[Kutipan Teks]
···

Bagi mahasiswa yang baru belajar tentang
hukum tentu sangat bermanfaat jika disodori definisi atau pengertian hukum
sebelum mengetahui dan mempelajari filsafat hukum.
MacIver menggambarkan masyarakat sebagai
sarang laba-laba, karena di dalamnya terdapat berbagai kaidah yang mengatur
hubungan antarindividu yang bertujuan untuk menciptakan kedamaian, ketertiban,
dan kesejahteraan.[1]
Kaidah/norma sengaja diciptakan agar tidak terjadi benturan-benturan dalam
masyarakat,
terutama anatara kepentingan-kepentingan yang saling berlawanan.
Dengan adanya kepentingan-kepentingan yang berbeda dan saling berlawanan,
terciptalah 4 (empat) kaedah/norma, yaitu: kaedah kepercayaan (keagamaan),
kaedah kesusilaan, kaedah sopan santun (adat), dan kaedah hukum.[2]
Dari ke-4 kaedah/norma tersebut hanya kaedah hukum-lah yang lebih melindungi
kepentingan-kepentingan manusia yang sudah dan belum mendapat perlindungan dari
ketiga kaedah tersebut, dengan alasan sebagai berikut:
a.
Dari segi tujuan, kaedah hukum
ditujukan kepada pelaku yang konkrit, untuk ketertiban masyarakat, agar jangan
sampai jatuh korban.
b.
Dari segi isi, kaedah hukum ditujukan
kepada sikap lahir.
c.
Dari segi asal-usul, berasal dari
kekuasaan luar yang memaksa.
d.
Dari segi sanksi, berasal dari
masyarakat secara resmi.
e.
Dari segi daya kerja, membebani
kewajiban dan memberikan hak.
Dengan melihat gambaran mengenai kaedah
hukum sebagaimana telah diuraikan tersebut, rasanya masih terlalu sulit untuk
mendefinisikan hukum, karena memang tidak ada satu pun sarjana yang dapat
membuat pengertian atau definisi hukum secara sempurna. Tentu saja, untuk
mendefinisikan hukum bukanlah pekerjaan yang mudah dan ini terkait dengan
perkembangan sejarah hukum dan aliran-aliran dalam filsafat hukum yang tentunya
dapat mempengaruhi pengertian dari hukum.
Sebagai contoh pertama, pada zaman
Romawi, para pemikir hukum lebih banyak dituntut untuk memberikan sumbangan
pemikiran ke arah pembentukan hukum yang dapat diberlakukan secara luas di
semua wilayah Romawi.

···

Entri anotasi titik gambar:
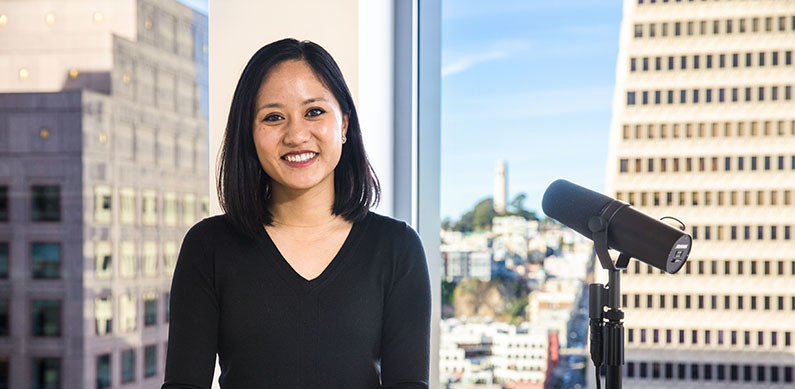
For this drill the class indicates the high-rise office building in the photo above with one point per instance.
(703, 129)
(103, 168)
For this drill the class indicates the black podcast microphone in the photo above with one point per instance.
(630, 231)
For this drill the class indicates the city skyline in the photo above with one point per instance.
(530, 83)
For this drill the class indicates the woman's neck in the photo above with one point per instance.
(309, 208)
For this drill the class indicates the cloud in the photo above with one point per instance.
(535, 104)
(498, 50)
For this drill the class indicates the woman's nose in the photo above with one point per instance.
(296, 132)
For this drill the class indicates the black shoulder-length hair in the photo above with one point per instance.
(244, 187)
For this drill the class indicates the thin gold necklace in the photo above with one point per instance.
(298, 226)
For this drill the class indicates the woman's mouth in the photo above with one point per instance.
(299, 160)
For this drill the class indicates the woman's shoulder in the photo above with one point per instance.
(395, 229)
(212, 229)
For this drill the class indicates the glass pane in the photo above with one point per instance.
(46, 373)
(46, 317)
(150, 356)
(3, 203)
(3, 320)
(3, 259)
(127, 366)
(103, 371)
(46, 260)
(46, 202)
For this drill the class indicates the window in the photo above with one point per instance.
(150, 259)
(3, 260)
(167, 303)
(127, 196)
(46, 318)
(188, 210)
(102, 208)
(103, 371)
(170, 209)
(102, 252)
(3, 320)
(127, 313)
(150, 309)
(169, 256)
(3, 203)
(46, 373)
(46, 260)
(630, 98)
(128, 263)
(149, 212)
(46, 203)
(150, 360)
(128, 366)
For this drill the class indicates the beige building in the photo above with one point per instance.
(704, 130)
(103, 168)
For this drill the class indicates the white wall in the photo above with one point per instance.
(357, 34)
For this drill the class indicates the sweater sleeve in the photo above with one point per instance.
(405, 335)
(193, 319)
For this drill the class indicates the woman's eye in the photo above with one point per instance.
(315, 112)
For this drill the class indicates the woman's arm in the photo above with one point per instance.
(193, 322)
(405, 336)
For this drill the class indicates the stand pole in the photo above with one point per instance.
(613, 333)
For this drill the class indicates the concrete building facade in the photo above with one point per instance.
(703, 129)
(103, 168)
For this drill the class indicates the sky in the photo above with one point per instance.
(530, 82)
(198, 5)
(526, 81)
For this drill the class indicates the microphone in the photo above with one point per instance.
(629, 231)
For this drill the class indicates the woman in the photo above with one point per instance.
(298, 285)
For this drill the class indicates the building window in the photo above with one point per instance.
(167, 303)
(46, 260)
(103, 312)
(127, 366)
(46, 318)
(128, 264)
(127, 197)
(46, 373)
(3, 203)
(170, 256)
(128, 313)
(46, 204)
(150, 360)
(150, 309)
(3, 321)
(3, 260)
(103, 371)
(102, 207)
(149, 212)
(104, 260)
(150, 259)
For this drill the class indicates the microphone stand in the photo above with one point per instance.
(606, 327)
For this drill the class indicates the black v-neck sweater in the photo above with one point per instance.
(363, 323)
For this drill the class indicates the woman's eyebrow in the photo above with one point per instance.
(279, 105)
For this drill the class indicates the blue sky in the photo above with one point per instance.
(530, 82)
(527, 81)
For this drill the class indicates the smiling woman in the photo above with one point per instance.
(298, 284)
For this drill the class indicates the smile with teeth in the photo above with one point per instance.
(300, 157)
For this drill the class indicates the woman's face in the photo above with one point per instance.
(298, 128)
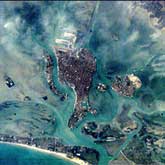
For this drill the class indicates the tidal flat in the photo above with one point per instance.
(122, 37)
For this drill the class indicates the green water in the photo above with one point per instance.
(109, 18)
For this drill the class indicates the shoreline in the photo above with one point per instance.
(57, 154)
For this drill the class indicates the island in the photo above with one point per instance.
(76, 67)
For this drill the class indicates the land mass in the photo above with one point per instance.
(76, 68)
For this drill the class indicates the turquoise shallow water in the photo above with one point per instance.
(127, 55)
(14, 155)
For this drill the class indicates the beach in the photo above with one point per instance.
(57, 154)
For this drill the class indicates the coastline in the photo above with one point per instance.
(57, 154)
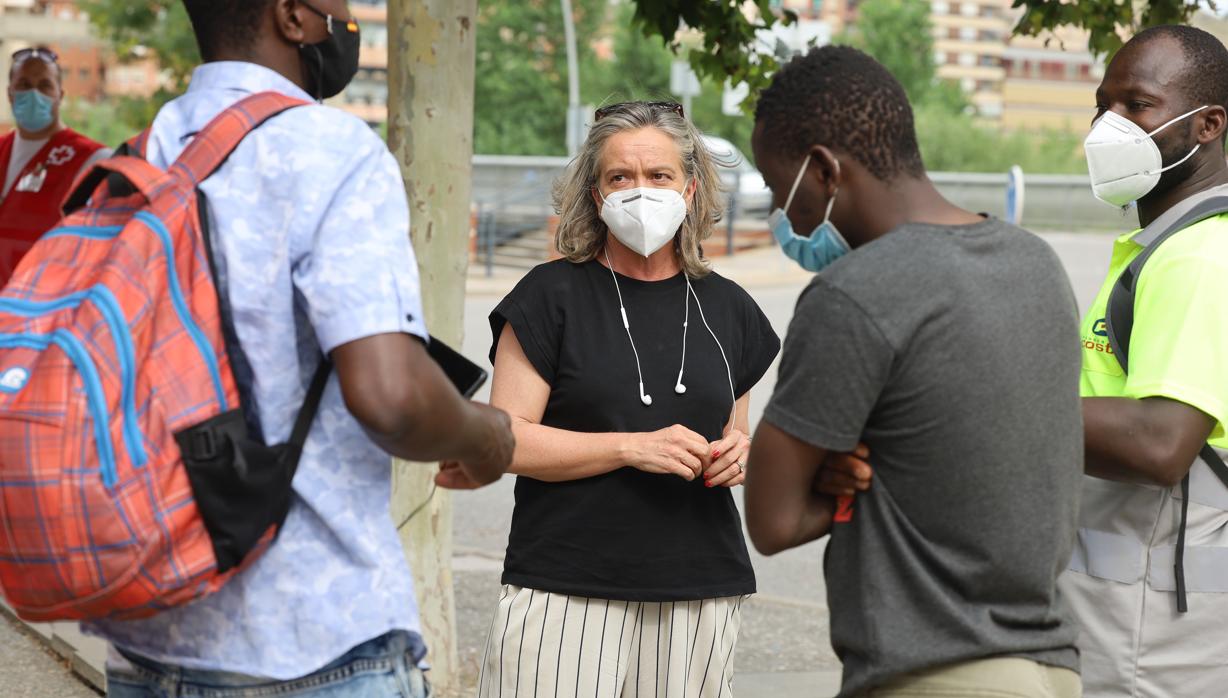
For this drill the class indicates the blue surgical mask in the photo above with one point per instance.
(32, 109)
(813, 253)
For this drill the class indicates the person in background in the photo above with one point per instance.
(626, 368)
(944, 342)
(41, 159)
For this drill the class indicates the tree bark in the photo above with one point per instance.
(430, 130)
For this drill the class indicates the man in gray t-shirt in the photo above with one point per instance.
(946, 342)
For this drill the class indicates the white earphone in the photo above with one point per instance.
(679, 387)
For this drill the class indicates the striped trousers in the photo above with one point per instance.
(551, 645)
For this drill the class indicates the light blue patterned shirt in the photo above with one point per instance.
(311, 230)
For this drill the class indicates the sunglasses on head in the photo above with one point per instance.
(623, 106)
(44, 53)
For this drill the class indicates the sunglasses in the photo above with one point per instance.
(623, 106)
(44, 53)
(350, 25)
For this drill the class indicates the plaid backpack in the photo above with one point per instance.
(128, 479)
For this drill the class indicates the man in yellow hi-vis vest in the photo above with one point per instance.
(1148, 579)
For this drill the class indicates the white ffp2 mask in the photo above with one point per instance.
(644, 219)
(1124, 160)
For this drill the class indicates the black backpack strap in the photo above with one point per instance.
(1119, 320)
(311, 406)
(1120, 311)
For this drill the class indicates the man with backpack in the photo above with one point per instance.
(310, 239)
(1148, 579)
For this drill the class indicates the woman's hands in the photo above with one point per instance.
(728, 466)
(674, 450)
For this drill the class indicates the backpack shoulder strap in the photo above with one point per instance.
(1119, 320)
(1120, 310)
(215, 143)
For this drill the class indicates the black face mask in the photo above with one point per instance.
(332, 63)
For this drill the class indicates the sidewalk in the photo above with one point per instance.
(777, 639)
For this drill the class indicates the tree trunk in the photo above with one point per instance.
(431, 52)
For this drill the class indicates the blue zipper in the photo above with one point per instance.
(181, 306)
(80, 358)
(106, 232)
(112, 312)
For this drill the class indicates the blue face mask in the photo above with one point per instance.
(813, 253)
(32, 109)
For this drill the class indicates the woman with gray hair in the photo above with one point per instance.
(625, 564)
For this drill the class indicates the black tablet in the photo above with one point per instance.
(467, 376)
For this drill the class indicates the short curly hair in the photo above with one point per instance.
(1205, 80)
(840, 97)
(222, 25)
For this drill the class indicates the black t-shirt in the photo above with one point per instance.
(630, 535)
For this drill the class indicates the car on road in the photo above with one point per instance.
(739, 180)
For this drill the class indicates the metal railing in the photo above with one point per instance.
(512, 196)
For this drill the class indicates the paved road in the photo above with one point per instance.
(784, 649)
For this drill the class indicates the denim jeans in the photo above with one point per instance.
(382, 667)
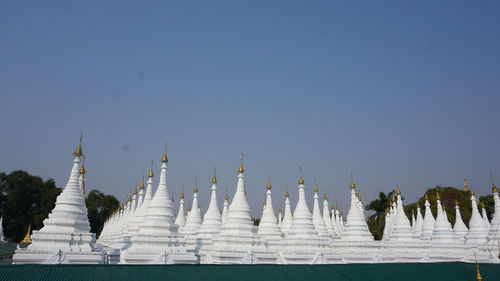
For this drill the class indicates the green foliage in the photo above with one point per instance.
(100, 206)
(448, 196)
(25, 199)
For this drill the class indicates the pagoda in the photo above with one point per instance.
(65, 236)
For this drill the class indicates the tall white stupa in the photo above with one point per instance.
(238, 241)
(429, 221)
(459, 228)
(478, 231)
(268, 226)
(158, 240)
(193, 220)
(318, 220)
(2, 237)
(286, 224)
(356, 228)
(442, 232)
(65, 236)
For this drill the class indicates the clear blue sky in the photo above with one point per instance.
(383, 89)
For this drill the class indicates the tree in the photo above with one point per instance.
(25, 199)
(376, 222)
(100, 206)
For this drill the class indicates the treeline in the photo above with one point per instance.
(449, 195)
(27, 199)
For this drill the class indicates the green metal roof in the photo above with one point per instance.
(366, 272)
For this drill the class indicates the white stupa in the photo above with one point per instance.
(326, 217)
(442, 232)
(65, 236)
(356, 228)
(225, 208)
(429, 221)
(180, 220)
(2, 237)
(212, 220)
(157, 241)
(318, 221)
(268, 226)
(193, 220)
(478, 231)
(485, 216)
(419, 222)
(459, 228)
(401, 228)
(238, 242)
(286, 224)
(494, 234)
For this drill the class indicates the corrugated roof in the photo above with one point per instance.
(365, 272)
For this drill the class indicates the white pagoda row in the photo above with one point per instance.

···

[Tantangan 1]
Menurut kutipan tentang pengertian hukum, mengapa MacIver menggambarkan masyarakat sebagai sarang laba-laba? Jawab dalam satu sampai tiga kalimat.
[Tantangan 2]
Tolong format bagian entri yang dibuka dengan baris berisi "For this drill the class indicates the sunglasses in" dan ditutup dengan baris berisi "(1120, 311)", termasuk kedua baris itu, sebagai CSV dua kolom bernama perintah dan jawaban. Buat satu baris untuk setiap entri, dengan teks dan jawabannya masing-masing dalam satu kolom berkutip dan setiap pindah baris diganti spasi.

[Jawaban Latihan 1]
MacIver menggambarkan masyarakat sebagai sarang laba-laba karena di dalamnya terdapat berbagai kaidah yang mengatur hubungan antarindividu. Kaidah-kaidah itu bertujuan menciptakan kedamaian, ketertiban, dan kesejahteraan.

[Jawaban Latihan 2]
perintah,jawaban
"For this drill the class indicates the sunglasses in the photo above with one point per instance.","(623, 106) (44, 53) (350, 25)"
"For this drill the class indicates the plaid backpack in the photo above with one point per instance.","(128, 479)"
"For this drill the class indicates the man in yellow hi-vis vest in the photo above with one point per instance.","(1148, 579)"
"For this drill the class indicates the white ffp2 mask in the photo above with one point per instance.","(644, 219) (1124, 160)"
"For this drill the class indicates the black backpack strap in the photo above with one point per instance.","(1119, 320) (311, 406) (1120, 311)"